▸ SET TASK 1: In the mesh.py diff below, what value is given for byteStride in the vertex color buffer view?
▸ SET TASK 2: Using the mesh.py diff below, decide whether each statement agrees with it: (a) the vertex color data is cast to 32-bit floats; (b) the buffer's byteLength is still the sum of the face and vertex blob lengths; (c) the vertex colors are assigned to the COLOR_0 attribute. Answer yes or no for each and quote the deciding words.
▸ SET TASK 3: Write the lines that come next in the mesh.py diff below, after its last line.

▸ PAGE:
Add vertex color support in Mesh class and update GLB export in CRM model. Enhance mesh attributes and material handling for vertex colors, ensuring proper integration in GLTF format.

mesh.py

@@ -611,20 +611,56 @@ class Mesh:
         blob = f_np_blob + v_np_blob
         byteOffset = len(blob)
 
+        # Create attributes dictionary
+        attributes = pygltflib.Attributes(POSITION=1)
+        accessor_count = 2  # Start after position (0) and indices (1)
+
+        # Add vertex colors if they exist
+        if self.vc is not None:
+            vc_np = self.vc.detach().cpu().numpy().astype(np.float32)
+            vc_np_blob = vc_np.tobytes()
+            
+            # Add vertex color buffer view
+            gltf.bufferViews.append(
+                pygltflib.BufferView(
+                    buffer=0,
+                    byteOffset=byteOffset,
+                    byteLength=len(vc_np_blob),
+                    byteStride=12,  # vec3
+                    target=pygltflib.ARRAY_BUFFER,
+                )
+            )
+            
+            # Add vertex color accessor
+            gltf.accessors.append(
+                pygltflib.Accessor(
+                    bufferView=accessor_count,
+                    componentType=pygltflib.FLOAT,
+                    count=len(vc_np),
+                    type=pygltflib.VEC3,
+                    max=vc_np.max(axis=0).tolist(),
+                    min=vc_np.min(axis=0).tolist(),
+                )
+            )
+            
+            # Add to attributes
+            attributes.COLOR_0 = accessor_count
+            accessor_count += 1
+            
+            blob += vc_np_blob
+            byteOffset += len(vc_np_blob)
+
         # base mesh
         gltf = pygltflib.GLTF2(
             scene=0,
             scenes=[pygltflib.Scene(nodes=[0])],
             nodes=[pygltflib.Node(mesh=0)],
             meshes=[pygltflib.Mesh(primitives=[pygltflib.Primitive(
-                # indices to accessors (0 is triangles)
-                attributes=pygltflib.Attributes(
-                    POSITION=1,
-                ),
+                attributes=attributes,
                 indices=0,
             )])],
             buffers=[
-                pygltflib.Buffer(byteLength=len(f_np_blob) + len(v_np_blob))
+                pygltflib.Buffer(byteLength=byteOffset)
             ],
             # buffer view (based on dtype)

▸ DATA PROVIDED:
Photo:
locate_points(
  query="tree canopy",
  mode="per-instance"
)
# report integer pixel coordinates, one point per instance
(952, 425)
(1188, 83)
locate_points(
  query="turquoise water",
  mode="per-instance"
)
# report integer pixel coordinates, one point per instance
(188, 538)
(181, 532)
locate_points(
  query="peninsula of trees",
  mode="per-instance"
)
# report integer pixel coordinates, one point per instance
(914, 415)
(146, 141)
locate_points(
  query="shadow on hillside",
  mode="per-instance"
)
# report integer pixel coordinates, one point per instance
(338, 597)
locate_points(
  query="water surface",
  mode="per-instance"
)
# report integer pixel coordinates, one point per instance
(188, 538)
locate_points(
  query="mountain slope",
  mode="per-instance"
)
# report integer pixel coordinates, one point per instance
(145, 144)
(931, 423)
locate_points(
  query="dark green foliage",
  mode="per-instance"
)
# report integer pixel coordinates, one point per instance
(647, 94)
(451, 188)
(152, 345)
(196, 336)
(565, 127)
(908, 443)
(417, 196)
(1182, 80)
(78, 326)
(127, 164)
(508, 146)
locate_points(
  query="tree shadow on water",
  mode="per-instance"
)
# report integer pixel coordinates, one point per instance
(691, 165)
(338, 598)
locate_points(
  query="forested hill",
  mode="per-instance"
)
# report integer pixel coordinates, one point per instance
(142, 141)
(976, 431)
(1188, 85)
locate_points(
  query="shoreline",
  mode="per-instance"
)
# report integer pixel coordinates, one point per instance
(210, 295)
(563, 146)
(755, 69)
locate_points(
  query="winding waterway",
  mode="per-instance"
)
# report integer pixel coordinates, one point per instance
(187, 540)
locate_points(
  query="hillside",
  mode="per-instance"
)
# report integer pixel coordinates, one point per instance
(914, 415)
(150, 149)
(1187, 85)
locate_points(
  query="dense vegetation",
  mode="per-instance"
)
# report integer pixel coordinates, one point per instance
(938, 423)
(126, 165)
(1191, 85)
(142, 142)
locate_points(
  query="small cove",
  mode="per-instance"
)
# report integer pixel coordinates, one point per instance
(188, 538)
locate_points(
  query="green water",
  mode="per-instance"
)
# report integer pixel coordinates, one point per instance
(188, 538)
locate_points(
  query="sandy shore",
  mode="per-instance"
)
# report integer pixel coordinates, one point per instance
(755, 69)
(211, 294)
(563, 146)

▸ WRITTEN ANSWER 1: 12

▸ WRITTEN ANSWER 2:
(a) Yes: "vc_np = self.vc.detach().cpu().numpy().astype(np.float32)"
(b) No: "pygltflib.Buffer(byteLength=byteOffset)"
(c) Yes: "attributes.COLOR_0 = accessor_count"

▸ WRITTEN ANSWER 3:
             bufferViews=[
@@ -632,22 +668,22 @@ class Mesh:
                 pygltflib.BufferView(
                     buffer=0,
                     byteLength=len(f_np_blob),
-                    target=pygltflib.ELEMENT_ARRAY_BUFFER, # GL_ELEMENT_ARRAY_BUFFER (34963)
+                    target=pygltflib.ELEMENT_ARRAY_BUFFER,
                 ),
                 # positions; as vec3 array
                 pygltflib.BufferView(
                     buffer=0,
                     byteOffset=len(f_np_blob),
                     byteLength=len(v_np_blob),
-                    byteStride=12, # vec3
-                    target=pygltflib.ARRAY_BUFFER, # GL_ARRAY_BUFFER (34962)
+                    byteStride=12,  # vec3
+                    target=pygltflib.ARRAY_BUFFER,
                 ),
             ],
             accessors=[
                 # 0 = triangles
                 pygltflib.Accessor(
                     bufferView=0,
-                    componentType=pygltflib.UNSIGNED_INT, # GL_UNSIGNED_INT (5125)
+                    componentType=pygltflib.UNSIGNED_INT,
                     count=f_np.size,
                     type=pygltflib.SCALAR,
                     max=[int(f_np.max())],
@@ -656,7 +692,7 @@ class Mesh:
                 # 1 = positions
                 pygltflib.Accessor(
                     bufferView=1,
-                    componentType=pygltflib.FLOAT, # GL_FLOAT (5126)
+                    componentType=pygltflib.FLOAT,
                     count=len(v_np),
                     type=pygltflib.VEC3,
                     max=v_np.max(axis=0).tolist(),
@@ -665,6 +701,20 @@ class Mesh:
             ],
         )
 
+        # Add material for vertex colors
+        if self.vc is not None:
+            gltf.materials.append(pygltflib.Material(
+                pbrMetallicRoughness=pygltflib.PbrMetallicRoughness(
+                    baseColorFactor=[1.0, 1.0, 1.0, 1.0],
+                    metallicFactor=0.0,
+                    roughnessFactor=1.0,
+                ),
+                alphaMode=pygltflib.OPAQUE,
+                alphaCutoff=None,
+                doubleSided=True,
+            ))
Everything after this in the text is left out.